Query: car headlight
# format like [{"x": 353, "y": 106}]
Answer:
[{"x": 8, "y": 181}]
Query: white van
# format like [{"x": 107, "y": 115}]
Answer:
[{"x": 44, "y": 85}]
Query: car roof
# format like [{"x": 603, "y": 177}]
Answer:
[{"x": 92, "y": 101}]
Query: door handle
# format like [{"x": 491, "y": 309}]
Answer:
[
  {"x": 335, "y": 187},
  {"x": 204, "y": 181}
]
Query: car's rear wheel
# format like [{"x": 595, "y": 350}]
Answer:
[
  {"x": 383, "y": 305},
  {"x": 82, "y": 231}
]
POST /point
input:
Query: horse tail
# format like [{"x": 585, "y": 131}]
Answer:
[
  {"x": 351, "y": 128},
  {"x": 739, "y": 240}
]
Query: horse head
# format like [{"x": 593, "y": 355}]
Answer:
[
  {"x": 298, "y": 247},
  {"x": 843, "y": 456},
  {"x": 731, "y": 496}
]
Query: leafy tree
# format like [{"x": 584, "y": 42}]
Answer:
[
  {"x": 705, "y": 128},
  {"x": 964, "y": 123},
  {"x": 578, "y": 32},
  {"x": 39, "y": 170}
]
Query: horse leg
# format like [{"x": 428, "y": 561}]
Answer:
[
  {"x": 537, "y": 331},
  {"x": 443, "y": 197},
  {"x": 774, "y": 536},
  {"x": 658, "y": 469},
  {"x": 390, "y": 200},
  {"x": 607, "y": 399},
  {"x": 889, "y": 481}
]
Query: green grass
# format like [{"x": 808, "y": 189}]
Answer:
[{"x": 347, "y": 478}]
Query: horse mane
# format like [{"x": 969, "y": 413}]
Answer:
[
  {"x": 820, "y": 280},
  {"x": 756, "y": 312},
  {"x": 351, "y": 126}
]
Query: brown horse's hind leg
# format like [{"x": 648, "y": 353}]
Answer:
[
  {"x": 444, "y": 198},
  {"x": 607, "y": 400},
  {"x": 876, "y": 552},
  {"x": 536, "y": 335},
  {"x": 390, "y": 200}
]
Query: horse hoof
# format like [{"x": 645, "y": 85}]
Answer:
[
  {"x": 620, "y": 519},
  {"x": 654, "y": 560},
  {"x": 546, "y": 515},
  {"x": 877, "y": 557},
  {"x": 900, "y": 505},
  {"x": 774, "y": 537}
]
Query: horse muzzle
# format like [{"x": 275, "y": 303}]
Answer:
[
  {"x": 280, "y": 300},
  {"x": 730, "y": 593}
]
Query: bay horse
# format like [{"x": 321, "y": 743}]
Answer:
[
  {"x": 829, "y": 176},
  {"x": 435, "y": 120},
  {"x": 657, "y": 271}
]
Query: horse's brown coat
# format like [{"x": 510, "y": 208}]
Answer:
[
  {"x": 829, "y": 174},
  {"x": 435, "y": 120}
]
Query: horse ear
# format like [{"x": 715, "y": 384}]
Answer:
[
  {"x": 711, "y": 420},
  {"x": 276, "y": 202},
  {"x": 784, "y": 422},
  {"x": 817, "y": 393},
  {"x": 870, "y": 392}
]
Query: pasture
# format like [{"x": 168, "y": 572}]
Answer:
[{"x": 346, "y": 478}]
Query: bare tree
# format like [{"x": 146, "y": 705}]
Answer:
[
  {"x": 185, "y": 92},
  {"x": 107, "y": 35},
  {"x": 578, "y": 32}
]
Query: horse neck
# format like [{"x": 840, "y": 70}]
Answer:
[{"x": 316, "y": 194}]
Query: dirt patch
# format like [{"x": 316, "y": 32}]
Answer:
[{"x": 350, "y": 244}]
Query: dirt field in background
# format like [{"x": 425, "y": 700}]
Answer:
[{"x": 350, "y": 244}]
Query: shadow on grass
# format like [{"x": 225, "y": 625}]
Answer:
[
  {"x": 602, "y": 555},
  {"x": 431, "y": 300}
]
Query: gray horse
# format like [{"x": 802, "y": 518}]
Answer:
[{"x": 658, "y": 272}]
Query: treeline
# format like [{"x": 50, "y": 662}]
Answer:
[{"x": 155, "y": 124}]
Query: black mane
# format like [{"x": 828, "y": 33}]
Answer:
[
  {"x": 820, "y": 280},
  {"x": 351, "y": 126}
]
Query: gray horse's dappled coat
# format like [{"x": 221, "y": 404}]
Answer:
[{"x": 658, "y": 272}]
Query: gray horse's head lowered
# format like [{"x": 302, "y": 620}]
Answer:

-*-

◆ **WORK TO COMPLETE**: Change every "Query" in the rows above to "Label" and write out all the rows again, leaving everything else untouched.

◆ **FINAL RESULT**:
Label: car headlight
# format like [{"x": 353, "y": 106}]
Answer:
[{"x": 8, "y": 181}]
Label: white van
# format like [{"x": 107, "y": 115}]
Answer:
[{"x": 44, "y": 85}]
Label: car roof
# format like [{"x": 603, "y": 177}]
Answer:
[{"x": 92, "y": 101}]
Label: door handle
# format like [{"x": 491, "y": 309}]
Answer:
[
  {"x": 335, "y": 187},
  {"x": 204, "y": 181}
]
Label: car's rear wheel
# format like [{"x": 595, "y": 350}]
Answer:
[
  {"x": 383, "y": 305},
  {"x": 82, "y": 231}
]
POST /point
input:
Label: horse tail
# format like [{"x": 585, "y": 131}]
Answer:
[
  {"x": 351, "y": 128},
  {"x": 739, "y": 240}
]
Label: horse head
# format like [{"x": 593, "y": 355}]
Answer:
[
  {"x": 298, "y": 247},
  {"x": 843, "y": 456},
  {"x": 731, "y": 496}
]
Label: leafy tree
# format like [{"x": 584, "y": 42}]
Answer:
[
  {"x": 705, "y": 128},
  {"x": 964, "y": 123},
  {"x": 578, "y": 32},
  {"x": 39, "y": 170}
]
Label: horse leg
# format like [{"x": 428, "y": 561}]
Answer:
[
  {"x": 537, "y": 331},
  {"x": 443, "y": 197},
  {"x": 774, "y": 536},
  {"x": 658, "y": 469},
  {"x": 390, "y": 200},
  {"x": 607, "y": 399},
  {"x": 889, "y": 481}
]
Label: green grass
# format like [{"x": 808, "y": 189}]
Answer:
[{"x": 347, "y": 478}]
Label: horse mane
# format like [{"x": 969, "y": 413}]
Answer:
[
  {"x": 820, "y": 280},
  {"x": 756, "y": 312},
  {"x": 351, "y": 126}
]
Label: brown horse's hind leg
# format like [{"x": 648, "y": 353}]
Answer:
[
  {"x": 444, "y": 198},
  {"x": 607, "y": 400},
  {"x": 876, "y": 552},
  {"x": 536, "y": 335},
  {"x": 390, "y": 200}
]
Label: horse hoof
# format like [{"x": 645, "y": 85}]
Answer:
[
  {"x": 620, "y": 519},
  {"x": 654, "y": 560},
  {"x": 546, "y": 515},
  {"x": 877, "y": 557},
  {"x": 900, "y": 505},
  {"x": 774, "y": 537}
]
Label: horse muzzle
# format like [{"x": 275, "y": 303}]
Answer:
[
  {"x": 280, "y": 300},
  {"x": 730, "y": 593}
]
Label: bay horse
# format like [{"x": 321, "y": 743}]
Answer:
[
  {"x": 829, "y": 176},
  {"x": 435, "y": 120},
  {"x": 657, "y": 271}
]
Label: horse's brown coat
# format like [{"x": 510, "y": 208}]
Answer:
[
  {"x": 829, "y": 174},
  {"x": 435, "y": 120}
]
Label: horse ear
# format like [{"x": 715, "y": 384}]
Answer:
[
  {"x": 711, "y": 420},
  {"x": 276, "y": 202},
  {"x": 784, "y": 422},
  {"x": 817, "y": 393},
  {"x": 870, "y": 392}
]
Label: pasture
# format like [{"x": 168, "y": 572}]
Answer:
[{"x": 346, "y": 478}]
Label: bare tree
# format like [{"x": 146, "y": 705}]
Answer:
[
  {"x": 185, "y": 92},
  {"x": 107, "y": 35},
  {"x": 578, "y": 32}
]
Label: horse neck
# format like [{"x": 840, "y": 70}]
Answer:
[{"x": 316, "y": 194}]
Label: dirt patch
# format like [{"x": 316, "y": 32}]
Answer:
[{"x": 350, "y": 244}]
Label: dirt field in background
# format like [{"x": 425, "y": 700}]
Answer:
[{"x": 350, "y": 244}]
Label: shadow on grass
# format like [{"x": 225, "y": 625}]
Answer:
[
  {"x": 602, "y": 555},
  {"x": 431, "y": 300}
]
Label: gray horse
# format like [{"x": 802, "y": 518}]
Answer:
[{"x": 658, "y": 272}]
Label: treeline
# format like [{"x": 50, "y": 662}]
Answer:
[{"x": 155, "y": 124}]
Label: black mane
# format like [{"x": 828, "y": 33}]
Answer:
[
  {"x": 820, "y": 280},
  {"x": 351, "y": 126}
]
Label: gray horse's dappled coat
# format like [{"x": 221, "y": 404}]
Answer:
[{"x": 658, "y": 272}]
Label: gray horse's head lowered
# format like [{"x": 302, "y": 620}]
Answer:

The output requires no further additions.